* [Activity]: Apart from the images, reproduce all of the data word for word.

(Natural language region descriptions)
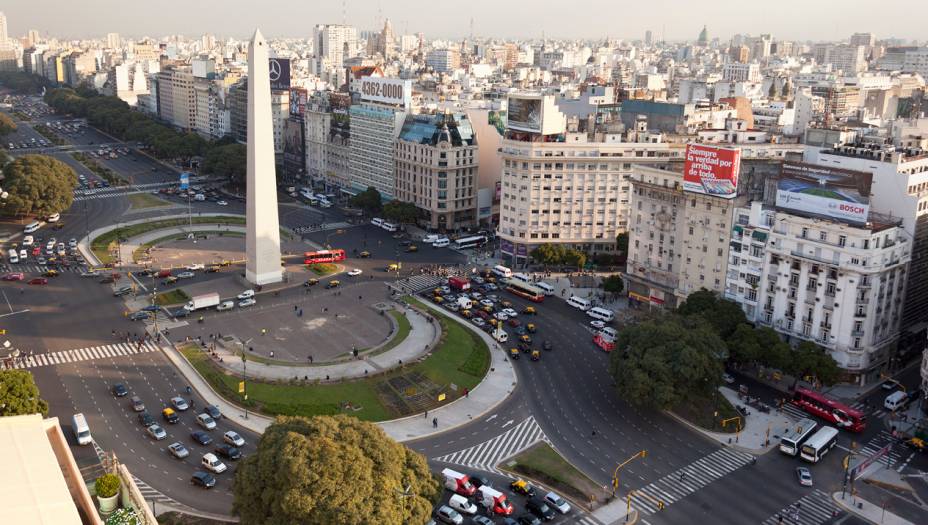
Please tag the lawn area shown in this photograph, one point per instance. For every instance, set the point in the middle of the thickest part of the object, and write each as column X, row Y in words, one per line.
column 102, row 245
column 141, row 201
column 461, row 358
column 544, row 464
column 172, row 297
column 701, row 411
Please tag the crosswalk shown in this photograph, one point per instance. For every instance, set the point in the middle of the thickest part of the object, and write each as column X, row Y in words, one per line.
column 687, row 480
column 813, row 509
column 84, row 354
column 491, row 452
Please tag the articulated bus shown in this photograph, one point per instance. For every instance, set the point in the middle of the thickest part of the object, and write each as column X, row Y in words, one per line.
column 532, row 293
column 324, row 256
column 791, row 442
column 841, row 415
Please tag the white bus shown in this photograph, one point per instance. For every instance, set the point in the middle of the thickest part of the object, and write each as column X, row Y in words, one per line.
column 602, row 314
column 470, row 242
column 791, row 442
column 819, row 444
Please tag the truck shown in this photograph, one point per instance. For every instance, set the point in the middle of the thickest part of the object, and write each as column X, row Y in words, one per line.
column 459, row 283
column 202, row 301
column 457, row 482
column 494, row 501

* [Your response]:
Please tag the lawn area shown in this photograph, one point per instance. For every instance, set the point in the middle of the thickest part of the object, and write each as column X, row Y in words, one per line.
column 102, row 245
column 141, row 201
column 461, row 358
column 544, row 464
column 172, row 297
column 701, row 411
Please tag the crosswalk shown in this photograph, one point per instance. For every instance, set the point in the middle of the thickest part of the object, and write each as column X, row Y in words, one per line.
column 687, row 480
column 813, row 509
column 84, row 354
column 491, row 452
Please tag the articulated bus shown in this photograph, one point per instance. For every instance, set the point in the middle of the thickest part of the object, and write each as column X, row Y in words, one per line.
column 532, row 293
column 324, row 256
column 791, row 442
column 841, row 415
Please tag the white bus shown in this photograph, one point per instance. For every instance, set the point in the middle of the thickest part of the object, and write each as column X, row Y in words, one per line.
column 602, row 314
column 470, row 242
column 791, row 442
column 819, row 444
Please tag the truck shown in this photograph, one point per instance. For every instance, set the point in the middle of the thickest part of the object, and write each as column X, row Y in words, one per line.
column 459, row 283
column 202, row 301
column 457, row 482
column 494, row 501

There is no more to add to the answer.